SEZIONE DI TESTO:
Luciano narra la propria esperienza personale, di artigiano orafo che la notte del 6 aprile ha perduto la propria attività ubicata nel cuore della città nonchè parte della famiglia e si fa portavoce dell’intera categoria di commercianti che da 19 mesi quotidianamente combattono i disagi conseguenti il sisma.
“L’aquila è diventata una città invivibile, ed io da aquilano vorrei non andar via, ma continuare ad iscrivere i miei figli nelle scuole della città nella quale io stesso son cresciuto, il punto è che non vedo, per quanto mi sforzi, la luce…nè bagliori di luce”.
Mancanza di prospettiva. Le constatazioni relative allo stato in cui versano gli studenti che, nonostante le difficoltà hanno scelto di continuare il proprio iter di studio a L’Aquila, non sono rincuoranti: 1700 hanno lasciato la città, 4000 hanno interrotto gli studi. Dati provvisori questi, forniti dal corrispondente di Rai Due, le motivazioni dei quali sono da ritrovarsi in dichiarazioni come quella di Ilaria, studentessa fuori sede che ribadisce la nostalgia che la attanaglia attraversando le strade che conducono a Piazza Chiarino, luogo dal quale andrà in onda la seconda parte del collegamento. “Manca a noi tutti il centro storico, L’Aquila E’ il suo centro. A noi studenti mancano i servizi di base, dalla mensa ai trasporti, sino agli alloggi passando per la mancanza di coperture per le borse di studio.” Calzante il suo paragone della Facoltà di Lettere e Filosofia sprovvista, dopo oltre un anno, di biblioteca, ad un ospedale privo di siringa.
Santoro interroga Ruotolo riguardo dati inerenti la situazione economica vigente sul territorio aquilano: disoccupazione aumentata del 2%, stabilite 4 milioni di ore di cassa integrazione, parte delle quali all’interno della Abruzzo Enginering, società il nome della quale è balzato agli onori della cronaca in seguito alla ben nota vicenda che vide coinvolta la Protezione Civile.
E’ in risposta all’invito del conduttore ad allargare l’inquadratura che è possibile assaggiare di colpo e per intero l’aspetto esteriore del capoluogo abruzzese. A sorprendere non è la totale messa in sicurezza che conferisce alla città un volto da inferma post-sutura, che chiunque abbia un minimo interesse ad esplorare e conoscere può apprendere dalla quantità di immagini diffuse sul web, quanto la moltitudine di cittadini e studenti fuori sede che, nonostante il tentativo delle intemperie di confinare accanto il caminetto, ne ha sfidato le ire e, armata di striscioni, è al seguito del giornalista Rai.
Brevi istanti nei quali Santoro invita gli spettatori a distogliere lo sguardo dal centro di L’Aquila per volgerlo ai 1700 sfollati che non hanno ancora recuperato la possibilità di abitarla: a dir poco amara la dichiarazione rilasciata da una anziana cittadina al microfono di Dina Lauricella “Io non ho un domani. Non ho una casa…di quella che avevo mi resta solo il televisore. Cosa devo fare? Considerare questa, la mia abitazione…perchè è qui che morirò?”

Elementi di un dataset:
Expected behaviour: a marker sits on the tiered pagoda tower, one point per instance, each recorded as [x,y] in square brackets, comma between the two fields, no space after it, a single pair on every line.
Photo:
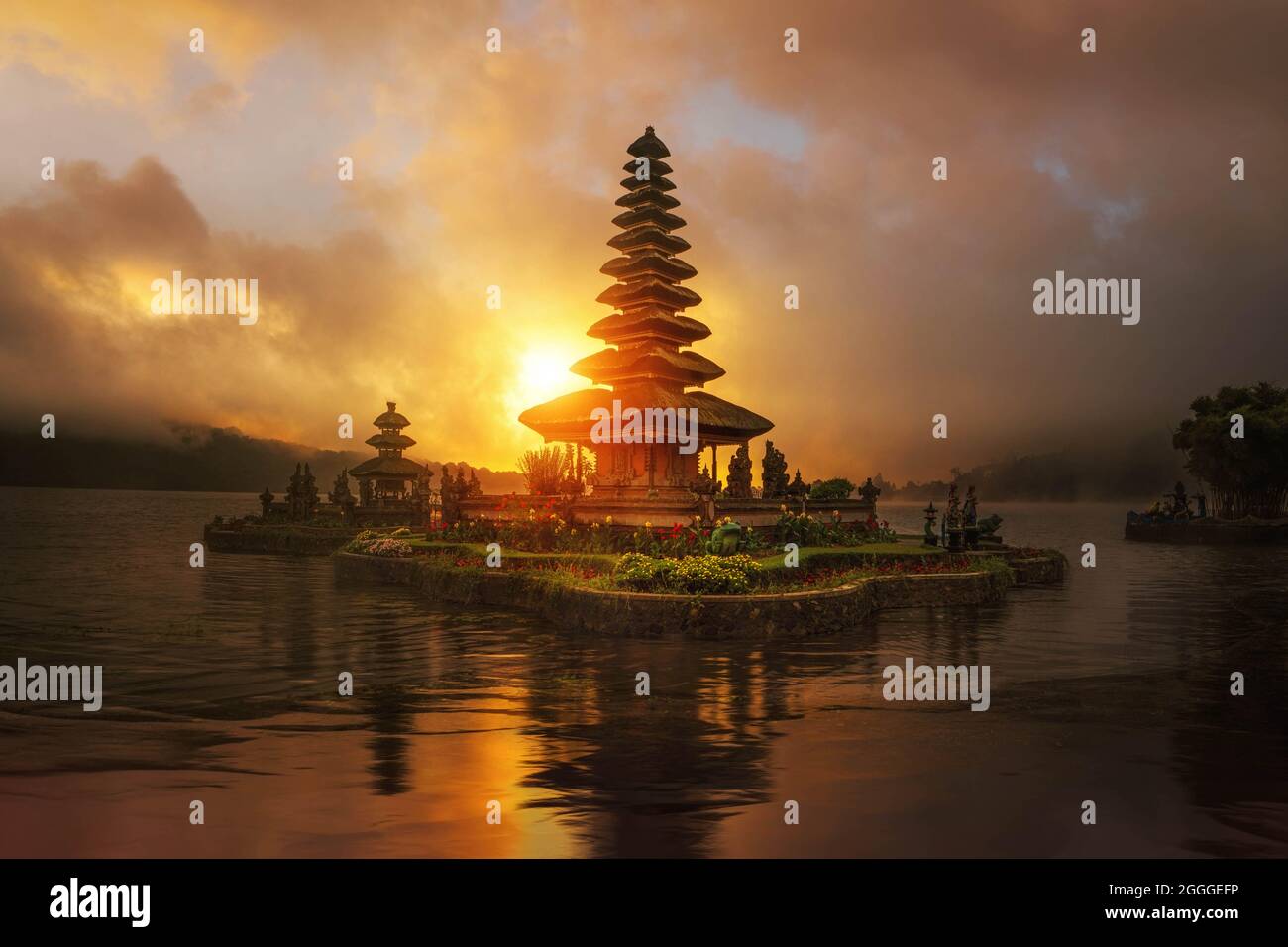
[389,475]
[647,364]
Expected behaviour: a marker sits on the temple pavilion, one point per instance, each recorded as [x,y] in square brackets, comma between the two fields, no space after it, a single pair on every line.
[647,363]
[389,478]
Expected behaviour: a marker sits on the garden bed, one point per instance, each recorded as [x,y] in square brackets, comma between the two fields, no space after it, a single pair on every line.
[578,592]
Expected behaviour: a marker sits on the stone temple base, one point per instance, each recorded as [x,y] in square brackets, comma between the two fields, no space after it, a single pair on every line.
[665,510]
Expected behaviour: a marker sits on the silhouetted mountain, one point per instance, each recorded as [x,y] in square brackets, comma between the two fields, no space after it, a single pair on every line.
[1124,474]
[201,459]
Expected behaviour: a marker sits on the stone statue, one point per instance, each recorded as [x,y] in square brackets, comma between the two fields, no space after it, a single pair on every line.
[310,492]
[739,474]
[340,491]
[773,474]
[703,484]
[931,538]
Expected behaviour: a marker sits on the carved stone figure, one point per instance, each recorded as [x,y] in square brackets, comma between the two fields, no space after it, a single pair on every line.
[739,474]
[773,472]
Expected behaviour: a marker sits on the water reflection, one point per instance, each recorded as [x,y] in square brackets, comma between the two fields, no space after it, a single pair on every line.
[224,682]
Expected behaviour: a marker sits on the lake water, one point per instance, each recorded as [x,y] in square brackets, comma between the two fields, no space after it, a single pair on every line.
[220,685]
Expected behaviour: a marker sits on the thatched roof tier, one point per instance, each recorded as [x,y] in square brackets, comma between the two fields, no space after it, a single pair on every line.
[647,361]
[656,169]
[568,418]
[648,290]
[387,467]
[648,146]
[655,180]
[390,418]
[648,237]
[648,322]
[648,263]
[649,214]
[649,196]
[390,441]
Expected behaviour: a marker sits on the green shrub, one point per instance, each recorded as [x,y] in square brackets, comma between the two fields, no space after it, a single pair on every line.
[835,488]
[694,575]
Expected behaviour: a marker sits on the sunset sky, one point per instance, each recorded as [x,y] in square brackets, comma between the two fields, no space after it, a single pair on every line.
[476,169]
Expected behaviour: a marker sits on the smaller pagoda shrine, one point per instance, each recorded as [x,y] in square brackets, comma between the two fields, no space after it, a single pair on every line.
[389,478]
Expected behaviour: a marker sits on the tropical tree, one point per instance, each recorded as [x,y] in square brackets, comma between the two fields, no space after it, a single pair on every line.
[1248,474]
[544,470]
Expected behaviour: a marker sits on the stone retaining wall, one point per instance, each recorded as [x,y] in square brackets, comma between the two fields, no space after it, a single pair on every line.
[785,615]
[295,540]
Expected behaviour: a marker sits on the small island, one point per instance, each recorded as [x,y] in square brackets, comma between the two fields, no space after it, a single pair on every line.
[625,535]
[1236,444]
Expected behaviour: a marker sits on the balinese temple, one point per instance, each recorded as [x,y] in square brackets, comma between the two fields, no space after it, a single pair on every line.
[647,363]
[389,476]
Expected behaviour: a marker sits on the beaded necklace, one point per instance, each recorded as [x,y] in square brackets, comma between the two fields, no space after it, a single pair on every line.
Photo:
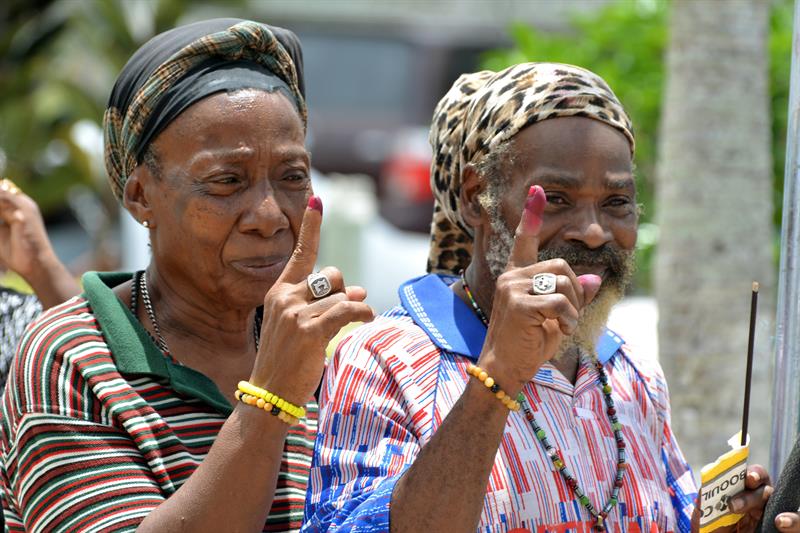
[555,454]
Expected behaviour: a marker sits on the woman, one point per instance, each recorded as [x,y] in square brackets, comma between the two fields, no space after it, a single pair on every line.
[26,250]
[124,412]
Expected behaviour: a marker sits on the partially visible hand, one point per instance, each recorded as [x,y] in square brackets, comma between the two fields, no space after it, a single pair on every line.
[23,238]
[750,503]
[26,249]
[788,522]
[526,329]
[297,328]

COMPITO DA SVOLGERE: Cita parola per parola il brano del testo sull'Aquila dopo il sisma, da "Santoro interroga Ruotolo" fino a "la Protezione Civile." compreso. Il materiale non ha alcun legame con il testo.

SOLUZIONE DEL PROBLEMA:
Santoro interroga Ruotolo riguardo dati inerenti la situazione economica vigente sul territorio aquilano: disoccupazione aumentata del 2%, stabilite 4 milioni di ore di cassa integrazione, parte delle quali all’interno della Abruzzo Enginering, società il nome della quale è balzato agli onori della cronaca in seguito alla ben nota vicenda che vide coinvolta la Protezione Civile.